- _SELECTED EXTRACT_
-------
Despite its steady growth, hotelAVE maintains a low average ratio of 1.7 hotels per asset manager, Russo says. These managers conduct rigorous market and data analysis to identify new opportunities to maximize value for clients. “We’re very analytical and data driven, we have a tremendous amount of data and market intelligence, and we believe that leveraging that data to support our recommendations is how we connect with the property teams and how we get results,” Russo says. “You can’t hide from numbers; they’re not confrontational.”
Armed with a plethora of data from such sources as STR, PKF, and PWC, asset managers have become much more commonplace in the hotel industry, compared to 15 to 20 years ago. “Access to data has really evolved our industry and enhanced the involvement of the owner in the real estate and operations,” she says.
The challenges asset managers face today have also shifted, especially with the rapidly changing distribution landscape. “Ten years ago, I would say the biggest challenge was this head butting between owner and operator,” Russo says. “The majority of challenges we’re concerned about today are external.” These include the effect of online rental marketplaces like Airbnb on the hotel industry, managing wages and benefits expenses, and third-party intermediaries taking a bigger slice of the transient and group business pies. “In the past couple of years, there has been so much more alignment between owners, brands, and managers to solve these issues together,” she says.
Though more international groups are entering the market, traditional opportunity fund buyers remain hotelAVE’s core client. “We’re still seeing them continue to buy versus sit on the sidelines,” Russo says. Back in 2009 and 2010, the company’s client profile shifted toward lenders foreclosing on assets, but hotelAVE has cycled through what Russo refers to as “unintentional owners.”
Russo’s introduction to the hospitality industry dates back to the 1960s and ’70s, when her father worked for Howard Johnson’s. “It’s the only thing I knew,” she explains. “He’s so passionate about what he did. If my dad was as passionate about being a heart surgeon, I guess I would be a heart surgeon.” He started out as an assistant manager trainee in one of the company’s restaurants and progressed to president of restaurants and lodging. (In fact, that’s how Russo’s parents met—her mom was a “fish fry girl” in a Howard Johnson’s restaurant.) Russo’s family moved 12 times before she hit the sixth grade, so she recalls staying many nights in Howard Johnson hotels until her mom found the family a new house to live in.
-------
- _TO DO_
[1] Please rewrite the paragraph of the hotelAVE article beginning "The challenges asset managers face today" as a short bulleted list that keeps its main facts.
[2] According to the hotelAVE article, what is the company's average ratio of hotels per asset manager?
[3] Carry on the hotelAVE article from the end of its final paragraph.
-------
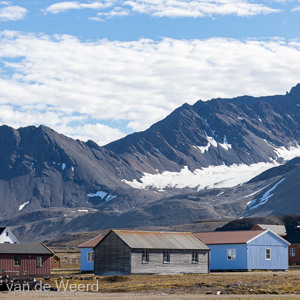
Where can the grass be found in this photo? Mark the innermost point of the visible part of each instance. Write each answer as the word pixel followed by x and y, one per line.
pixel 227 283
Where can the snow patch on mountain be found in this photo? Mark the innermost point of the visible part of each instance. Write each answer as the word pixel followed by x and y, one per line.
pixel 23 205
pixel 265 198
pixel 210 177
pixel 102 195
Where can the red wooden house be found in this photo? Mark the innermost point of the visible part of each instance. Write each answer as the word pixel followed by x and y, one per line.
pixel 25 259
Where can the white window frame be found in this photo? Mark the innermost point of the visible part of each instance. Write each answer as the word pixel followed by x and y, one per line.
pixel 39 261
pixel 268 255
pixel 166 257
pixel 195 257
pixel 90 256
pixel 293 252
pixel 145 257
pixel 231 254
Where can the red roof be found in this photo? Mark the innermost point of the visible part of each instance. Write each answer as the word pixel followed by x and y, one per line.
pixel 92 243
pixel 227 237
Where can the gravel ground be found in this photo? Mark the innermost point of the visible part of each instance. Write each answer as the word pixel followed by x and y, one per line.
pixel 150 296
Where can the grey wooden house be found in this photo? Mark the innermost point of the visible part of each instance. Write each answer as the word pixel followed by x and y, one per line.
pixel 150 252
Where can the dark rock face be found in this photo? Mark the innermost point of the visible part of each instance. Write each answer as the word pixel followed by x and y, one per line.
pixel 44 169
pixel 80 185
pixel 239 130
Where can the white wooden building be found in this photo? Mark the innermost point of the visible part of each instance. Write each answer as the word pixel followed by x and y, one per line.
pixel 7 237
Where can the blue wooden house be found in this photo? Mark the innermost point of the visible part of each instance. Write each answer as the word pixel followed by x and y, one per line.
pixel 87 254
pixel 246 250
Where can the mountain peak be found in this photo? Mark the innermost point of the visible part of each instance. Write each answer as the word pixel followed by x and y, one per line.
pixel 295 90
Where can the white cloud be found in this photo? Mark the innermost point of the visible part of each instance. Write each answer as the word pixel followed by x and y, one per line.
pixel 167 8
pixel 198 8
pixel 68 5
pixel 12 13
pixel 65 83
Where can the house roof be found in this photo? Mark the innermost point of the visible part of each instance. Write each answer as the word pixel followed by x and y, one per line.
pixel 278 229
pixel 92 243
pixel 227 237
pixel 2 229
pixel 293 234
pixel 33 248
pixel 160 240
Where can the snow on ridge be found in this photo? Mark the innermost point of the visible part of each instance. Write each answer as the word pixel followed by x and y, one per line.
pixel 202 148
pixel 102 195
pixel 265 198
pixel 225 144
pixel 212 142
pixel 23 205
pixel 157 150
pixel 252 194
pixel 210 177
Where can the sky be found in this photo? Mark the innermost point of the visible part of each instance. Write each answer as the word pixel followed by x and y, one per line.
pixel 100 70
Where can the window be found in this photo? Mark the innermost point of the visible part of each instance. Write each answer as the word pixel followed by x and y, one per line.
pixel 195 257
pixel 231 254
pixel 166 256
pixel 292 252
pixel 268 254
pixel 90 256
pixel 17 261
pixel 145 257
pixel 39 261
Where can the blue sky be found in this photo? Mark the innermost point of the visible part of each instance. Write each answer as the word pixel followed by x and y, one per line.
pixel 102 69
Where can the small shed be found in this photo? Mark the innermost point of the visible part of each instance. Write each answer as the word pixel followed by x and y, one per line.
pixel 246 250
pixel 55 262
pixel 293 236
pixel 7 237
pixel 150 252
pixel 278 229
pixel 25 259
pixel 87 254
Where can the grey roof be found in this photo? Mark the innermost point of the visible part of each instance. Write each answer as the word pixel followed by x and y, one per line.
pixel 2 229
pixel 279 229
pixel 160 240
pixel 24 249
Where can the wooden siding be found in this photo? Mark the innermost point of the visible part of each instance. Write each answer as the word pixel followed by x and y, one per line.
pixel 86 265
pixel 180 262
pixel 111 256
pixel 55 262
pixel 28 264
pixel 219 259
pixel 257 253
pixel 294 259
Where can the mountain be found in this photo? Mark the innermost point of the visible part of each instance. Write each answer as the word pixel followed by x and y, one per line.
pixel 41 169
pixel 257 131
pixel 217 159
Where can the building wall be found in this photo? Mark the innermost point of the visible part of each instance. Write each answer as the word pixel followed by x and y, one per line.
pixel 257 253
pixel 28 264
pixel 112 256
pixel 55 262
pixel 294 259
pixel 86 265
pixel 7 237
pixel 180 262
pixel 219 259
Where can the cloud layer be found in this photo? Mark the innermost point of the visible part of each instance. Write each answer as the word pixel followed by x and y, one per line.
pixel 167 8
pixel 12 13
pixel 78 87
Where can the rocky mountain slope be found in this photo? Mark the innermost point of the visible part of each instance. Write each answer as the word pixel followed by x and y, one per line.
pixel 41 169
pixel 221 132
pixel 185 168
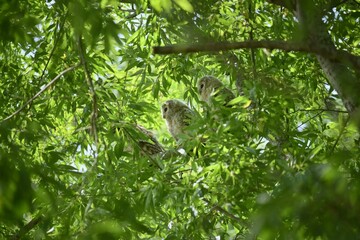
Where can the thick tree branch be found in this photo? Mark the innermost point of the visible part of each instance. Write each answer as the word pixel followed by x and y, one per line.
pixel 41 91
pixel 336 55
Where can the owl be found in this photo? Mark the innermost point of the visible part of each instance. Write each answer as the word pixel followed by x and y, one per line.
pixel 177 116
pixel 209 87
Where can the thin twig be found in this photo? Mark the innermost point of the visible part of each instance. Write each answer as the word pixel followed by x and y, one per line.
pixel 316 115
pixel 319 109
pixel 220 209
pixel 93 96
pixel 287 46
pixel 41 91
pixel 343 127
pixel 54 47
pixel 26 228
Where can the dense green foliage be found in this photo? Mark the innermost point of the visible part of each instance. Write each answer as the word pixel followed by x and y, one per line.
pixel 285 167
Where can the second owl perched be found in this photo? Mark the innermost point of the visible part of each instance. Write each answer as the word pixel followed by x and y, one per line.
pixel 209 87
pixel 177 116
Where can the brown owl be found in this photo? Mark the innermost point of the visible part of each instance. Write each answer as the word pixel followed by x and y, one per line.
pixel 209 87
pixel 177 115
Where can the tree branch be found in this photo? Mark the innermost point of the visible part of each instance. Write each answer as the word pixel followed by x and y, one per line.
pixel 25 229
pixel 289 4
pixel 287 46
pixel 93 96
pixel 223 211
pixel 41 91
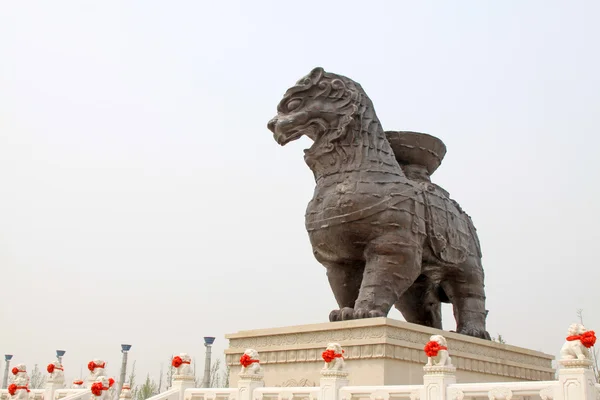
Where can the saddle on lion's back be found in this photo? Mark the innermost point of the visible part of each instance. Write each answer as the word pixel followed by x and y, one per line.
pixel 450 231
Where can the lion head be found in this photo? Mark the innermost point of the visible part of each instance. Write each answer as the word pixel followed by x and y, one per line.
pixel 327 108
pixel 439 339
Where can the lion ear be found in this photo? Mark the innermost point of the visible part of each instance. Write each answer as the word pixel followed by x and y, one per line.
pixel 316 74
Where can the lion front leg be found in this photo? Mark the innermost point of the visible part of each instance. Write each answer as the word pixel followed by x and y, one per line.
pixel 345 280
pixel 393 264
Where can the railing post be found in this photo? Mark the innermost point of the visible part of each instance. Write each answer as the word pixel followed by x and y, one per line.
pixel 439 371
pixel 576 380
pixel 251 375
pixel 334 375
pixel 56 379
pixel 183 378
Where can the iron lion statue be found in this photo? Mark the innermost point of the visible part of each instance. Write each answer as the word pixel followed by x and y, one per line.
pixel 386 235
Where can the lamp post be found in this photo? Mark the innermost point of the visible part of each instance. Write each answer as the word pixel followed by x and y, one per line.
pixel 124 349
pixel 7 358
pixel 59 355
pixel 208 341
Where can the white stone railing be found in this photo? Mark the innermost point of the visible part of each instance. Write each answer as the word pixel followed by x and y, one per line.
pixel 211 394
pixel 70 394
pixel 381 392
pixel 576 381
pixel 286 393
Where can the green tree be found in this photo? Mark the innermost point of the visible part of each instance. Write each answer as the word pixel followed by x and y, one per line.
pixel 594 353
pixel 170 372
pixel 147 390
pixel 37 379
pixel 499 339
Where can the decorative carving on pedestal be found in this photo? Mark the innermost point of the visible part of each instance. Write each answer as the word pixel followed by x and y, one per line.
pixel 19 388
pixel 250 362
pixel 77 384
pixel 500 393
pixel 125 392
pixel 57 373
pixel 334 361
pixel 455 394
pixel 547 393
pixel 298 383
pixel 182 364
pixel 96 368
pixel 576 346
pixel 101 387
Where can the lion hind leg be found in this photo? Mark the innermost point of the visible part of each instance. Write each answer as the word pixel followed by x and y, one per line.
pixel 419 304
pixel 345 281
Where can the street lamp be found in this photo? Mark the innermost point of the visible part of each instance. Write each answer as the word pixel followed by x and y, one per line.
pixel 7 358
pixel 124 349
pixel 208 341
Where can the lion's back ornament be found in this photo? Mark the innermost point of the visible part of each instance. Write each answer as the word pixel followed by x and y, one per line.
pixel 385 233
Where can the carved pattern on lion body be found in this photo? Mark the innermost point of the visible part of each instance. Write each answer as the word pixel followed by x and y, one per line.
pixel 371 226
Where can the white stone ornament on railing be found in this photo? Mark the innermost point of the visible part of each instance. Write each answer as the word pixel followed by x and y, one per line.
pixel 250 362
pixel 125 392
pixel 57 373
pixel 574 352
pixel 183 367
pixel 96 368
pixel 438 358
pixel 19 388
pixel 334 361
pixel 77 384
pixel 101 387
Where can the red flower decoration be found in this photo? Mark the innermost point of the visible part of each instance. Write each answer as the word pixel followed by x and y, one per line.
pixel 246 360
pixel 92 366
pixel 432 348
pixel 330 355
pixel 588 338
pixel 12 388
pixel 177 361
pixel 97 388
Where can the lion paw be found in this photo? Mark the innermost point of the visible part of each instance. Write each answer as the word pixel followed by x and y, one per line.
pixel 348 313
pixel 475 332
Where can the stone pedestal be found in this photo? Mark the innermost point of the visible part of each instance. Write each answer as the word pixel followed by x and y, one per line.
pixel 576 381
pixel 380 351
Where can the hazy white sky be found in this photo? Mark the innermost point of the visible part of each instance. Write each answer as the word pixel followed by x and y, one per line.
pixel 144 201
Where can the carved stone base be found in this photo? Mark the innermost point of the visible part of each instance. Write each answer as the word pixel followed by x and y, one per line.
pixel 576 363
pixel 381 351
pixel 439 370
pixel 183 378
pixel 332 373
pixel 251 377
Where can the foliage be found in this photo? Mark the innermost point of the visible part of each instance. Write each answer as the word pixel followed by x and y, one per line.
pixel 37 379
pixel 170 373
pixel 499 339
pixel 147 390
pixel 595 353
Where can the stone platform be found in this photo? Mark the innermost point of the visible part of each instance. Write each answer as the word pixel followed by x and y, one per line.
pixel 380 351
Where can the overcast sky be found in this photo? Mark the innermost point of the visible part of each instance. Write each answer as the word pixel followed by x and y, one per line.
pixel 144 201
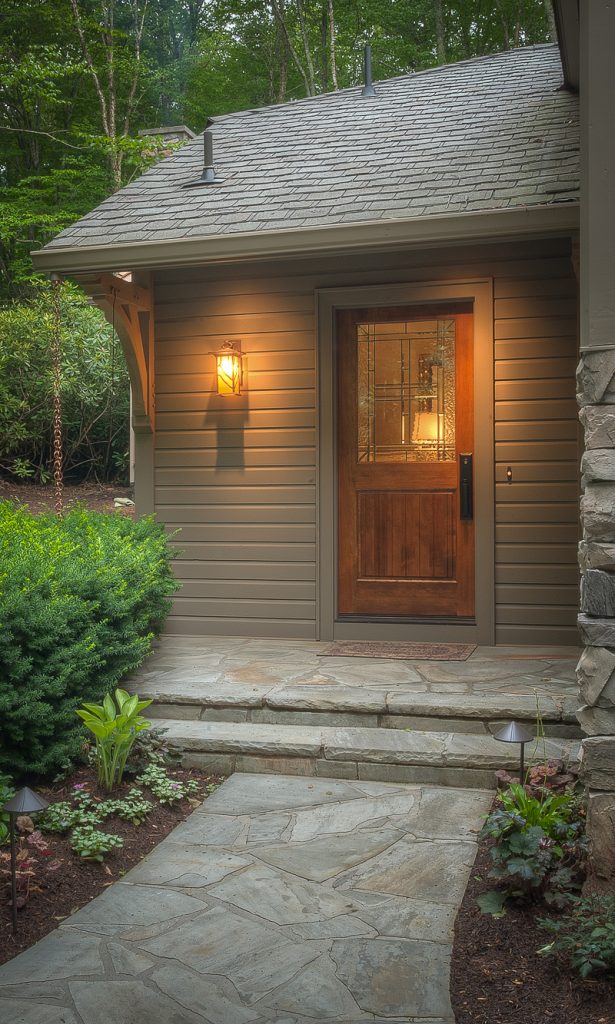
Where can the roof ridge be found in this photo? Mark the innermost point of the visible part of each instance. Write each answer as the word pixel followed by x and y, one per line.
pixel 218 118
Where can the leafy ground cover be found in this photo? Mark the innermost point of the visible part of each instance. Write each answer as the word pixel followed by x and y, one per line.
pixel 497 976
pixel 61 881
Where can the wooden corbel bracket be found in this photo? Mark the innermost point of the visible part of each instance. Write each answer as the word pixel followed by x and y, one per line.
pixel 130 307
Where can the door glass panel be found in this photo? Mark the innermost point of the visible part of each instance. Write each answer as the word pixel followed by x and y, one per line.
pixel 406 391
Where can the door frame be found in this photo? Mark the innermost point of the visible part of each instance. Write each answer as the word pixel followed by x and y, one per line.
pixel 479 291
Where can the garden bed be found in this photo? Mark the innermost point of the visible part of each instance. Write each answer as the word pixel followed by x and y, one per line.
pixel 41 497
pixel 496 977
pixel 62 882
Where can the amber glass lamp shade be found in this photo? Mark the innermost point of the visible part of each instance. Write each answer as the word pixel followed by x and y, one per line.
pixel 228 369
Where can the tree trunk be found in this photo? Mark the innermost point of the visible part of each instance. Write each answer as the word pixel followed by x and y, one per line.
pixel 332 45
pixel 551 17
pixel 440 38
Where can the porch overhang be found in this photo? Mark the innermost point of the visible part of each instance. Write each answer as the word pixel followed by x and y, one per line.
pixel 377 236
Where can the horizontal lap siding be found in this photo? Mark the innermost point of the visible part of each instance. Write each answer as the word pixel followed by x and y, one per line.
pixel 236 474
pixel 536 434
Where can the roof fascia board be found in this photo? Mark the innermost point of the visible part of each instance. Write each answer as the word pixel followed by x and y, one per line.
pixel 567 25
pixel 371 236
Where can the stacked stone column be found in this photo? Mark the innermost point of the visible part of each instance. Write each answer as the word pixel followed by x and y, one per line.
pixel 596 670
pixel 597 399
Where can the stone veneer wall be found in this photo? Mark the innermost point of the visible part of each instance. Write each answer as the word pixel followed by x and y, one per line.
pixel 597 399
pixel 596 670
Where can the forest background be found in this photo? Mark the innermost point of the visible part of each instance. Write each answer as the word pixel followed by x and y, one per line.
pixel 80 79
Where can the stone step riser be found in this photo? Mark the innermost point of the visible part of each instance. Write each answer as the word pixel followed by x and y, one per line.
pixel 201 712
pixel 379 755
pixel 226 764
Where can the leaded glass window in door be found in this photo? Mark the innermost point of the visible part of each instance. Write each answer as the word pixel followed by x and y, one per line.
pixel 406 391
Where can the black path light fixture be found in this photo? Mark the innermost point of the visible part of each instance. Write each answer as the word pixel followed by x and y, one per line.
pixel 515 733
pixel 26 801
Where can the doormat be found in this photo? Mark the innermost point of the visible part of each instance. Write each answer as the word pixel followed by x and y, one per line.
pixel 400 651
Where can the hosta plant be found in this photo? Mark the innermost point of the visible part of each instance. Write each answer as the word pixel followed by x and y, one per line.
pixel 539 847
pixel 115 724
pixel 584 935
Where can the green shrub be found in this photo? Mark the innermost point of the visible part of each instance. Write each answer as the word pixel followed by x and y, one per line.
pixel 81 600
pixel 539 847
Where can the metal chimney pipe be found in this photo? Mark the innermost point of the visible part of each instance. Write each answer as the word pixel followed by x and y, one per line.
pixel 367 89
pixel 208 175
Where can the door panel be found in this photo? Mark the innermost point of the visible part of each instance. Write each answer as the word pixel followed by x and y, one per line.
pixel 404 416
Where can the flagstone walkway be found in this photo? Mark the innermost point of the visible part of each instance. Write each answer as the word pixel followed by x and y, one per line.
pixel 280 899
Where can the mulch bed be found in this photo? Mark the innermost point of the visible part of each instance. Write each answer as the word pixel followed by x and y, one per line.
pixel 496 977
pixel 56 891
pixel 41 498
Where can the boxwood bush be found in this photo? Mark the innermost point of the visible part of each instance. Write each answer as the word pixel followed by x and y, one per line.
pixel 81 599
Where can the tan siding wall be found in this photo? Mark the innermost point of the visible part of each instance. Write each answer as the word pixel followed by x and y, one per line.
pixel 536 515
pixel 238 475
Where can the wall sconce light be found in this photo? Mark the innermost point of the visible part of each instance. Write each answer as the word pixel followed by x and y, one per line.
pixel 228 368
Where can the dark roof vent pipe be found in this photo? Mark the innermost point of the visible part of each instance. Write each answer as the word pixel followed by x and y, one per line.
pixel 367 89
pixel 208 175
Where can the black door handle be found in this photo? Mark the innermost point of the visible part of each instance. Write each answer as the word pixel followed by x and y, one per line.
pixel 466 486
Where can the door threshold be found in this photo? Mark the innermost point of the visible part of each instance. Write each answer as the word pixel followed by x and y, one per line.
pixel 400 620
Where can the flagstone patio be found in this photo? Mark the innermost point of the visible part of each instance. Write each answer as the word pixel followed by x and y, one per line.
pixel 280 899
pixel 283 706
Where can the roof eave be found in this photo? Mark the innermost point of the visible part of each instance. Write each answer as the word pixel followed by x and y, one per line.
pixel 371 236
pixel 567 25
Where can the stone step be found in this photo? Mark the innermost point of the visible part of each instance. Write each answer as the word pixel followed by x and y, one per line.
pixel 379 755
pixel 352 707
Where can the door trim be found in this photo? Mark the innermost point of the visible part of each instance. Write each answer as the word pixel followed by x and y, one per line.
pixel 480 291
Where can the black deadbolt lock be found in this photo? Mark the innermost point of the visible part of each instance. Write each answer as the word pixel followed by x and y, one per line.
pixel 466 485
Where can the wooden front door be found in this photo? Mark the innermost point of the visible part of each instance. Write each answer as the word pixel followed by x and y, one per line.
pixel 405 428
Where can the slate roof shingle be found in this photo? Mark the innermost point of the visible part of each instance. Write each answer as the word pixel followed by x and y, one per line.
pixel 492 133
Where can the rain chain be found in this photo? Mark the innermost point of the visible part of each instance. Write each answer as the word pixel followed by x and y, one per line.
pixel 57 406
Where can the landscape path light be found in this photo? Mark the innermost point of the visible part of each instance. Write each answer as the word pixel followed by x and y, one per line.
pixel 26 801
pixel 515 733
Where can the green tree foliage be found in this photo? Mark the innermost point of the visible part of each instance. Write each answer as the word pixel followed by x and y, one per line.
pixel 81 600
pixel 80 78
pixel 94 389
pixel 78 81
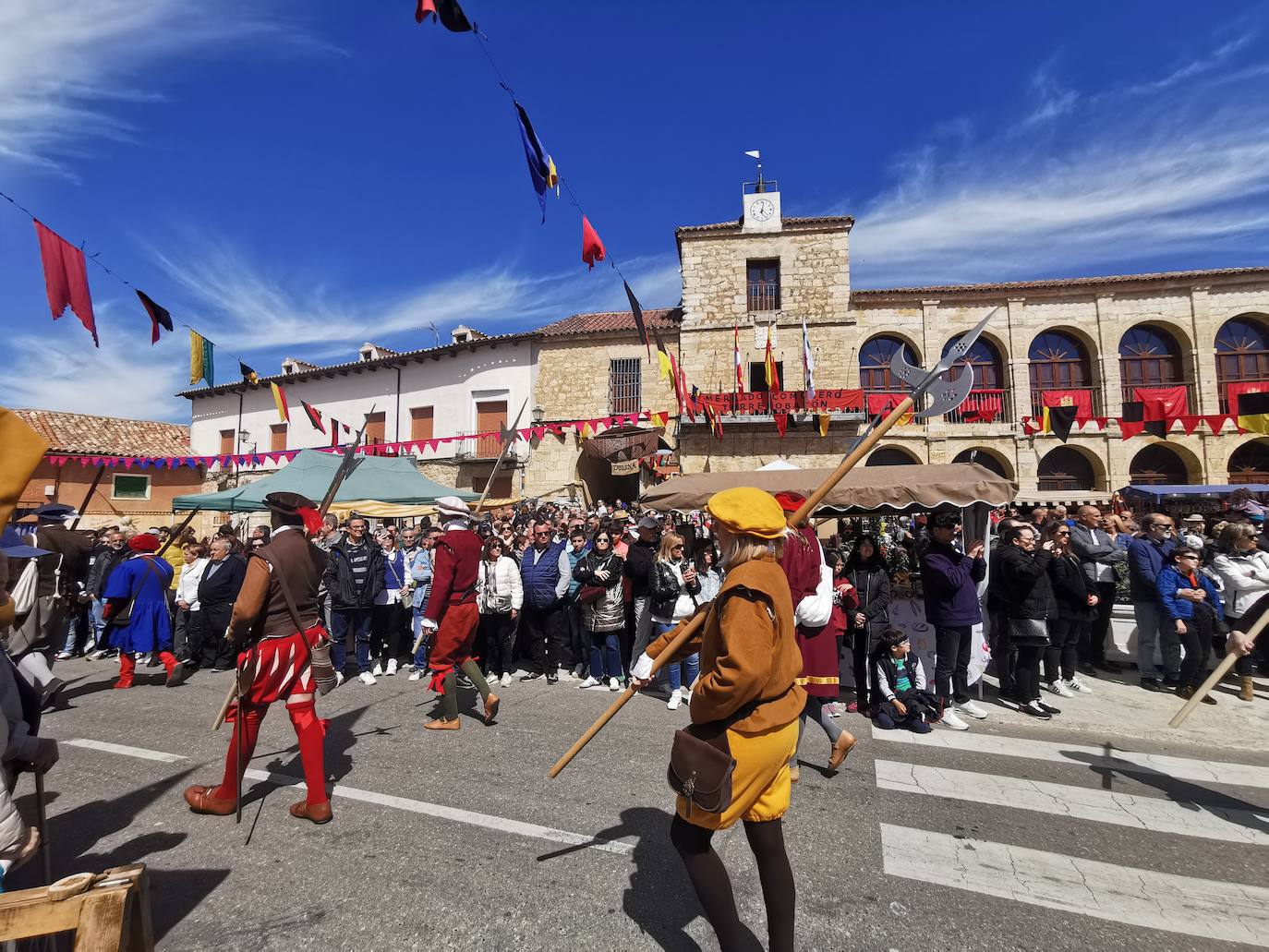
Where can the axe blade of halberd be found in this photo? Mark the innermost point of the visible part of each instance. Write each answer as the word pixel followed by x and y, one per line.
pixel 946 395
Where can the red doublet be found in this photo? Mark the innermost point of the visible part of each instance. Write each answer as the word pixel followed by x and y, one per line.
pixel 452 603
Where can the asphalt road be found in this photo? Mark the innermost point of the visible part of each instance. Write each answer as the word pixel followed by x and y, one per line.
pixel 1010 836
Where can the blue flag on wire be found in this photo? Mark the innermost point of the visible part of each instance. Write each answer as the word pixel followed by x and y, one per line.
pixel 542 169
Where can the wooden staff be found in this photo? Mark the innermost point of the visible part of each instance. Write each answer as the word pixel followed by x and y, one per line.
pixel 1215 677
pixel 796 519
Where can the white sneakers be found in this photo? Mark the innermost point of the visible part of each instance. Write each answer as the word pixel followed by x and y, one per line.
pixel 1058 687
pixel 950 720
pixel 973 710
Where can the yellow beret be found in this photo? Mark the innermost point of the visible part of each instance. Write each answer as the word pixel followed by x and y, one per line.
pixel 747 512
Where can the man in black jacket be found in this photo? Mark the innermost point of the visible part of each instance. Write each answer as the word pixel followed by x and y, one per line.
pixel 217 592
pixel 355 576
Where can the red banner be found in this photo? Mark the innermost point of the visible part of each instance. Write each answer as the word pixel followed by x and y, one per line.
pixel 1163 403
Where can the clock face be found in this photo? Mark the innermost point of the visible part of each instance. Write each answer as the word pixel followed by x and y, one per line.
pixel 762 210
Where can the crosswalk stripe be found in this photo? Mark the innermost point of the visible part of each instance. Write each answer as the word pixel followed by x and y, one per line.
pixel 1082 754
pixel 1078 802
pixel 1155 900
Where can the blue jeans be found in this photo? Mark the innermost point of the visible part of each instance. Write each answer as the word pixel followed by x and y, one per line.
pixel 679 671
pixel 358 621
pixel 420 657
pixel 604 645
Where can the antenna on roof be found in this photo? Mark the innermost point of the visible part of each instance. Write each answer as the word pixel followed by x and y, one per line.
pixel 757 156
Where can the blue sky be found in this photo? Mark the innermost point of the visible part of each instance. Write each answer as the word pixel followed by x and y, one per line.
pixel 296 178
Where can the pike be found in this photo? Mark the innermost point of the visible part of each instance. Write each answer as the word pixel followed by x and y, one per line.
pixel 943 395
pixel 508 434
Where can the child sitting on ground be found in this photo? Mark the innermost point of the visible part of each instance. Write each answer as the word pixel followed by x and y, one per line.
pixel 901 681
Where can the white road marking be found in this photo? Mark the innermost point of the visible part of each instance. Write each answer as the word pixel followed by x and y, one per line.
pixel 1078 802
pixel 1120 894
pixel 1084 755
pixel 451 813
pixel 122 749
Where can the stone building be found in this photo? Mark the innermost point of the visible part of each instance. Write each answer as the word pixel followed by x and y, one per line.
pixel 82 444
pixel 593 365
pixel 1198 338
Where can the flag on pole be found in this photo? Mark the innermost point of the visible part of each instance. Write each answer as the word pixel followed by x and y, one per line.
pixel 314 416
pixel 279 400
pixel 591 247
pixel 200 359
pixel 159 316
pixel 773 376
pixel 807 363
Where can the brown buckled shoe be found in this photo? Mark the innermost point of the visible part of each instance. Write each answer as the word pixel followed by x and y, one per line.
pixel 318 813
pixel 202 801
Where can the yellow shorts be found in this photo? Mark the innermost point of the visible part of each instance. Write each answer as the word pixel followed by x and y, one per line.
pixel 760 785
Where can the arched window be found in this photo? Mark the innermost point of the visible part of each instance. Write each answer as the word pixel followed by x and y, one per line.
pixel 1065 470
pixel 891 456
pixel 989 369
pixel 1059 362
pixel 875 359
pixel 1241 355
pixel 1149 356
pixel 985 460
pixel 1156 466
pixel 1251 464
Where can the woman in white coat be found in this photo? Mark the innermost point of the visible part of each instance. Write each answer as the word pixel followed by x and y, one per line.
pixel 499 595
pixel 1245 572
-------
- _ANSWERS BELOW_
[1]
- Asset managers' challenges have shifted, largely because the distribution landscape is changing fast.
- Ten years ago, Russo says, the main challenge was conflict between owner and operator.
- Most of today's challenges are external:
  - the effect of online rental marketplaces like Airbnb on hotels
  - managing wage and benefit expenses
  - third-party intermediaries taking a bigger share of transient and group business
- In the past couple of years, owners, brands, and managers have become much more aligned in tackling these issues together.

[2] 1.7 hotels per asset manager.

[3]
When Russo entered Cornell University’s School of Hotel Administration, she had aspirations of owning a restaurant. She soon discovered there were many more facets to the industry, from accounting and finance to architecture and design. “I realized I like the numbers and analytics better than being in the weeds of the operations,” she says. “That’s how it all started.”
Russo’s first job out of college was with HVS, where she quickly advanced to vice president. Founder Steve Rushmore always involved junior-level employees in all client meetings, and that tactic has certainly influenced Russo’s leadership style today. “If everyone is included, then everyone knows what’s going on and there’s greater buy-in and commitment.” Russo pushes her team members to get involved in the hotel industry and network to create their own personal franchise value. She also doesn’t set age boundaries within the company when it comes to climbing up the ladder. “People grow at their own pace; I have someone under 30 who is a senior vice president,” Russo says. “Including people so they can grow their experiences as much as possible makes them more valuable not just to me but to themselves.”